=== WHAT YOU ARE ASKED TO DO ===
Within the records, find every line that includes the word "vertices" and copy it.

=== MATERIALS PROVIDED ===
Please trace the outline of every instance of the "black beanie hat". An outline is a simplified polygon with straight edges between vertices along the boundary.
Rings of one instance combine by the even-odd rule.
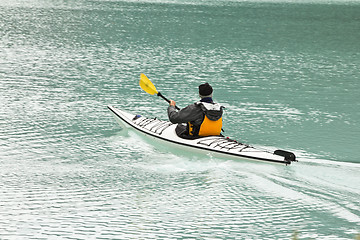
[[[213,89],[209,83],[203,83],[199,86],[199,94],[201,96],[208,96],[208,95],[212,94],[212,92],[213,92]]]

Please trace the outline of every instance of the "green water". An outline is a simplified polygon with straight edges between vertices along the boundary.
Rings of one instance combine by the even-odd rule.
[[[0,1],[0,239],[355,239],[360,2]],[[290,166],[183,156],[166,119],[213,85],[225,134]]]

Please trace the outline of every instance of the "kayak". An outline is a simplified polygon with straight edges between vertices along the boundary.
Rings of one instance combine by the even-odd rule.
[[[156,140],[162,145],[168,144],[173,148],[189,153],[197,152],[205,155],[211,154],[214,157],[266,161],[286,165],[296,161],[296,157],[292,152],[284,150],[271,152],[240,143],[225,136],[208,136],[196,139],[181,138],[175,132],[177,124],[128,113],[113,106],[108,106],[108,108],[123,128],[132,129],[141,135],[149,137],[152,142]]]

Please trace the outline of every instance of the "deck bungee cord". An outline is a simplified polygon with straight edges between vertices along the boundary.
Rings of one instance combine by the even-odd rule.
---
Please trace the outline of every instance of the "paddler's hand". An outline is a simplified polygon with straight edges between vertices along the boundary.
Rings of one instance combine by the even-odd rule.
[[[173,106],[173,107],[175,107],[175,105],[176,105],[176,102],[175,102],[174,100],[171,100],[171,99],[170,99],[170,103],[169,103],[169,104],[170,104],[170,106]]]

=== ANSWER SECTION ===
Please trace the outline of every instance of the "black beanie hat". An outline is a simplified polygon with straight edges between vertices along the boundary.
Please trace the outline of every instance of the "green water". An outline is a simplified polygon with straight edges between vertices along the boundary.
Please trace the outline of every instance of the "kayak". An outline is a simplified polygon with straight edges between vertices along the boundary.
Please trace the outline of every instance of the "deck bungee cord". An outline is a simplified polygon with straight edges between vertices along the boundary.
Please trace the outline of every instance of the "paddler's hand". An outline is a simplified polygon with straight edges between vertices along the boundary.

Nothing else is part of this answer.